▸ SHORT TASK: Retype the data below exactly as it appears, covering every line from start to finish. Leave the pictures out of your copy.

▸ RECORDS SHOWN:
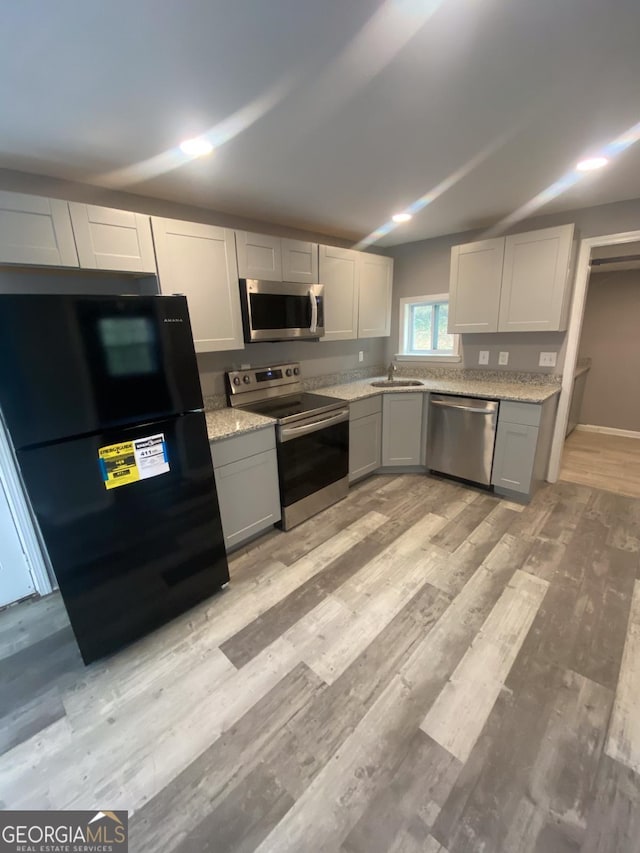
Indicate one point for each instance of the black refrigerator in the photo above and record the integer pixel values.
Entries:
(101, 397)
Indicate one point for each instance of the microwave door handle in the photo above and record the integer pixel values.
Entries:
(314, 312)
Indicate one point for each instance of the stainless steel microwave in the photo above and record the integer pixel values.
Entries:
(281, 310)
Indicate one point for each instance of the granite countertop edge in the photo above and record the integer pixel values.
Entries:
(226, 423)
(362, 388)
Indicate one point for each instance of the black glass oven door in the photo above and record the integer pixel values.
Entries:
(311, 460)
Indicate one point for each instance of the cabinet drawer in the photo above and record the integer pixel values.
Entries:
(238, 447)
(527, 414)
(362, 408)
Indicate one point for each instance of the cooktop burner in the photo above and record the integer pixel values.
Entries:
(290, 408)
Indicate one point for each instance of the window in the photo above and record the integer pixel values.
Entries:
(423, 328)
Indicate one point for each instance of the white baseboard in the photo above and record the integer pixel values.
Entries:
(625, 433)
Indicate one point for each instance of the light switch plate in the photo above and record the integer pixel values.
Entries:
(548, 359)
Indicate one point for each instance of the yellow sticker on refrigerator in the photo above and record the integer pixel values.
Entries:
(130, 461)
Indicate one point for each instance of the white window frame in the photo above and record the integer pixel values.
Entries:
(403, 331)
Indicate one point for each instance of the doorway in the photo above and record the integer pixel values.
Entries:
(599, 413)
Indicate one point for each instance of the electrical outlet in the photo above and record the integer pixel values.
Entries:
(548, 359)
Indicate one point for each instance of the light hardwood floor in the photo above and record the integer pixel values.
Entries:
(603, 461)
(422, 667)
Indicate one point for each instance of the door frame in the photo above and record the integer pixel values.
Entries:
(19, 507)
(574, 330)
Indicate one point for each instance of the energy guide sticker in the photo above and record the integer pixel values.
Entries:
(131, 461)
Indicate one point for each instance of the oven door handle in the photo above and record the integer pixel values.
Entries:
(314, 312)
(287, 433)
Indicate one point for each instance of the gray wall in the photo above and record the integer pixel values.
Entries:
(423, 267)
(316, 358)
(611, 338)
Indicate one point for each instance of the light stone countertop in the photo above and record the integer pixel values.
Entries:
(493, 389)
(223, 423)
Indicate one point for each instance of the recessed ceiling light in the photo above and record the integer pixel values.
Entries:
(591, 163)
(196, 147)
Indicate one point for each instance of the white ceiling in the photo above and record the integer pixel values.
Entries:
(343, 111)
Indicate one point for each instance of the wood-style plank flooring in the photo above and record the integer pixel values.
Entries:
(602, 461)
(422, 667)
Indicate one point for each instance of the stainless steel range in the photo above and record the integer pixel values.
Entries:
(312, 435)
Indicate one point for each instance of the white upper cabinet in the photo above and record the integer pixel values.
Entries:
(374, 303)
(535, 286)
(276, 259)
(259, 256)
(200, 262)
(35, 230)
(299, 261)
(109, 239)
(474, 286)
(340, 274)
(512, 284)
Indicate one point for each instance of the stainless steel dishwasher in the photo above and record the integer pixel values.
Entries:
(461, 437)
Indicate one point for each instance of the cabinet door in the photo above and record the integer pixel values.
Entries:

▸ TASK OUTPUT:
Indicate one point for each instance of the black refrigerator in the photo above and record the integer pixel values.
Entries:
(101, 397)
Indicate one point for each instance of the microwave door handle in the photo above and record the integer pixel values.
Entries:
(314, 312)
Indicate one point for each instance of the stainless steel microwave in the photo above and record the integer pixel values.
Entries:
(281, 310)
Indicate one point for each instance of the granite countertop edge in the photo above and record the integer pixel values.
Entries:
(226, 423)
(362, 388)
Indicate one point for each instance of the black glass oven door in the photo above and record the integer pixel values.
Entries:
(311, 460)
Indicate one point for each instance of the cabinet drawer in the photo above and record the integer pixel values.
Entries:
(238, 447)
(527, 414)
(362, 408)
Indicate one point for each instance of the cooktop burner in the photo above and record the integer pixel values.
Entries:
(290, 408)
Indicate one point for each instance of the window in the photo above and record the integer pixel values.
Entries:
(423, 328)
Indicate one point for each instance of the white baseboard in the photo above and record the integer pixel values.
Entries:
(625, 433)
Indicate one point for each instance of the light switch plate in the photo above and record the integer pixel values.
Entries:
(548, 359)
Indicate one point for each instance of the yellow sticker on refrigerator in the photo above and record the integer pixel values.
Entries:
(130, 461)
Indicate one point for each instance of the white window frame in the photo above and record the integer pixel values.
Entries:
(403, 331)
Indicate one point for each instance of the doorway in the photo above and record the integer pixel values.
Entries:
(599, 413)
Indicate one point for each instance of the electrical outlet in the photo above and record the integer pixel values.
Entries:
(548, 359)
Indicate one point for each instance of the light hardwood floor in the photo above and record the integer pixel values.
Entries:
(603, 461)
(422, 667)
Indicate one point for each instance of the door frame in the photo above and record the integer pixel values.
Entries:
(19, 507)
(574, 330)
Indicate one point for each instance of the energy guide sticker in the photo above and record the integer pixel values.
Entries:
(131, 461)
Indicate one point for each instance of the oven door handle in the photo above and record the integer pixel values.
Entries:
(314, 312)
(287, 433)
Indicate one point for each instance of the gray wall in the photo above and record the integer pixel values.
Entries:
(423, 267)
(316, 358)
(611, 338)
Indicate one point for each instance of the light stone countertop in the photo above and record the integer pixel values.
Entries:
(493, 389)
(223, 423)
Indicate one point for each instance of the recessed ceiling light in the photo above and record the integer pixel values.
Entries:
(591, 163)
(196, 147)
Indicate one point for each instance of the white ceiling in the photo above and record the integer pixel values.
Entries:
(343, 111)
Indicate one point for each instance of the wood-style plank flooring in the photo above and record the integer pixel values.
Entries:
(602, 461)
(422, 667)
Indicate one point for each instance of the stainless steel range in the photo above and record the integer pixel values.
Entries:
(312, 435)
Indicate one point for each instance of the white upper cabinet in the photo above and record the integer pixel values.
Entries:
(374, 303)
(535, 286)
(276, 259)
(259, 256)
(200, 262)
(35, 230)
(299, 261)
(109, 239)
(474, 286)
(340, 274)
(512, 284)
Indicate one point for each instance of the stainless steel dishwasher in the photo above and record the integer pixel values.
Entries:
(461, 437)
Indicate one point for each instance of the cabinet door in the photo above and record the integer pixel values.
Entries:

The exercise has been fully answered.